Convert the stretch of data below, from the line containing "of the palm" through the line containing "x=622 y=221", into a numbered list that omits blank lines and includes no other lines.
········
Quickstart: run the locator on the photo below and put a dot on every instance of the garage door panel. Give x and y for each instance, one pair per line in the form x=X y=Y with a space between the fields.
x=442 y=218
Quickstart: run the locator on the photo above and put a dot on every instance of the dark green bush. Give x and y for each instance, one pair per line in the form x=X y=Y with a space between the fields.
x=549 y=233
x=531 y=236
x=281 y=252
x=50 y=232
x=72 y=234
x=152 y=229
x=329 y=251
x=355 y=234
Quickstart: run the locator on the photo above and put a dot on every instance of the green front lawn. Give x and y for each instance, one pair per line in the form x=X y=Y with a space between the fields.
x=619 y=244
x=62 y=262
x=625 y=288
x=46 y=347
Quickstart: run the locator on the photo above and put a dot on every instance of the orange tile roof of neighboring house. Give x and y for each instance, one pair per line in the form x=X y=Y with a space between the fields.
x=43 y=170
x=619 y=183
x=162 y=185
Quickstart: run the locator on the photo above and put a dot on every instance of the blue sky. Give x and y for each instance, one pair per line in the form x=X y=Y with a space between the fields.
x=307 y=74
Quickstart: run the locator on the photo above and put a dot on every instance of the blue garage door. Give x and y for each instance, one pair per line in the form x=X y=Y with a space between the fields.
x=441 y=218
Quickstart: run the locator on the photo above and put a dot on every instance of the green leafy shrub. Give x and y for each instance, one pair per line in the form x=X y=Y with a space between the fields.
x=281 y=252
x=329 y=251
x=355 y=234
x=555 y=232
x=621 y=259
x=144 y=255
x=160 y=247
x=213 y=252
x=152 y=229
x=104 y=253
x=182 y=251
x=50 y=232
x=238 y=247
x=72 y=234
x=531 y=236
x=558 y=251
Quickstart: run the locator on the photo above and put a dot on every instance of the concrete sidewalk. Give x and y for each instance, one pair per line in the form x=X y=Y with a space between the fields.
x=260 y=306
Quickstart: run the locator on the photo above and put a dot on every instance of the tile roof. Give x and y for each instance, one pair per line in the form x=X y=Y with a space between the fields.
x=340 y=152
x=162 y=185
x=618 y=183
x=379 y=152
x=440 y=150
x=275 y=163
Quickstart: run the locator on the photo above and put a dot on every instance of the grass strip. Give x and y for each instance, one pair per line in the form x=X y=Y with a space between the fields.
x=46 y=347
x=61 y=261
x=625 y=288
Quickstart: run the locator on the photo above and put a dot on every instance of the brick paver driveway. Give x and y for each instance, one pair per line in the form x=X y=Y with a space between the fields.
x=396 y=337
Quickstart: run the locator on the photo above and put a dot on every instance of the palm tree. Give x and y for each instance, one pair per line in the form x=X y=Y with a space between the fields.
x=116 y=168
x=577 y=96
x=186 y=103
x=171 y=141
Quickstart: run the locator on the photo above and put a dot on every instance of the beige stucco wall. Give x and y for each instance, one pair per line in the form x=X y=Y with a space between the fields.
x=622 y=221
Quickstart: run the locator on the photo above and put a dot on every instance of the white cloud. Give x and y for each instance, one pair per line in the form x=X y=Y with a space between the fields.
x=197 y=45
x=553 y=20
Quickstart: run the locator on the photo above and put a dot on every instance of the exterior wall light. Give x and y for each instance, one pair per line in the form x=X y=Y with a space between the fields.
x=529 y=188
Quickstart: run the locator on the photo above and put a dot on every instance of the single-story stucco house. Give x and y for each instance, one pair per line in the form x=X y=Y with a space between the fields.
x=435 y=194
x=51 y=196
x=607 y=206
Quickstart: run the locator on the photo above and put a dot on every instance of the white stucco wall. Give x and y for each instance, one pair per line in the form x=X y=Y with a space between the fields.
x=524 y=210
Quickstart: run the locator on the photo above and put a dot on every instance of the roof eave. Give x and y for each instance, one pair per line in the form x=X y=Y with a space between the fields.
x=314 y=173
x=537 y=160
········
**Result of this task:**
1. Quickstart: run the locator on the photo above and put a dot on every instance of the palm tree. Give x and y for each instance, one pair per line in the form x=X y=Y with a space between the fields.
2. x=116 y=168
3. x=577 y=96
4. x=186 y=103
5. x=171 y=141
6. Quickstart: run the locator on the photo above and put a dot on every instance of the beige stucco wall. Give x and y for each instance, one pair per line in the form x=X y=Y with a space between the fields.
7. x=622 y=221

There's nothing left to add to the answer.